### DOCUMENT SEGMENT
• • •
And the reason I don't want to cut them in half now is because that middle cut will become two new edges = more loss.


----------



## mendozer (Mar 18, 2017)

Day 1.jpg



__ mendozer
__ Mar 18, 2017






Day 1.


----------



## mr t 59874 (Mar 18, 2017)

Thanks for the picture, looks like you are on your way. Please explain your thoughts on the purpose of the humidifier. You will find that the humidity will be high on it's own in the beginning and decreases as it ages and dries out, that is normal and just fine.

Hopefully your refrigerator has good airflow. You may want to consider replacing the humidifier with a small fan. Also consider removing the drip pans so the air can circulate more freely, there will be no dripping.

Nice fat caps on the meat. That will save trimming some of the good meat. What did you end up getting 109 or 109A?

Later,

T


----------



## mendozer (Mar 19, 2017)

The humidifier is in there because this is my overall "meat fridge" for salami and stuff too. I don't think it's been turned on at all since. But I left it in there in the event it drops below 50%. But like you said by then perhaps the outer crust is already dried out. 

Plugged into that outlet in the corner is a DC blower angled up. Although that is the humidification outlet (timed to come on only when RH drops below 50%. The thought there was that when the humidifer runs, the blower circulates air more. I also open the fridge daily to check on things. Is that not enough airflow? I thought it wasn't a big deal as long as it's not stale in there


----------



## simplyput (Mar 19, 2017)

Just ate a 35 day aged New York, that was really pretty incredible. But the beef was also high quality from the start and not commodity garbage.
Bone in rib eyes are better eating than boneless, so for this reason I recommend buying a bone-in roast. That being said, regarding waste, you pay for the bone and (hopefully) don't eat it, so adding that number into your loss equation for a non commercial operation is moot. 
Depending on how your roast was originally cut, with a decent band saw, you can face a bone-in roast and only lose an 1/8 of an inch (which may not even be the totality of the dried out meat you want to remove) or, again depending on how the roast was cut, with a decent knife you can achieve the same result. 

Edit to add: I like to put a wire rack on a sheet pan and place the meat on there, this allows for airflow and catches the drips which do sometimes - albeit rarely, and usually early in the process - occur.
• • •
### EXERCISE TASKS
a) Copy the part of the dry-aging thread starting with "Thanks for the" and going on through "be no dripping.".
b) In the dry-aging thread, what does simplyput set the meat on to allow airflow and catch drips?

### DATA EXTRACT
• • •
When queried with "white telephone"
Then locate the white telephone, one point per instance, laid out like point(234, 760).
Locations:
• • •
### CORRECT ANSWERS
a)
Thanks for the picture, looks like you are on your way. Please explain your thoughts on the purpose of the humidifier. You will find that the humidity will be high on it's own in the beginning and decreases as it ages and dries out, that is normal and just fine.

Hopefully your refrigerator has good airflow. You may want to consider replacing the humidifier with a small fan. Also consider removing the drip pans so the air can circulate more freely, there will be no dripping.

b) A wire rack on a sheet pan.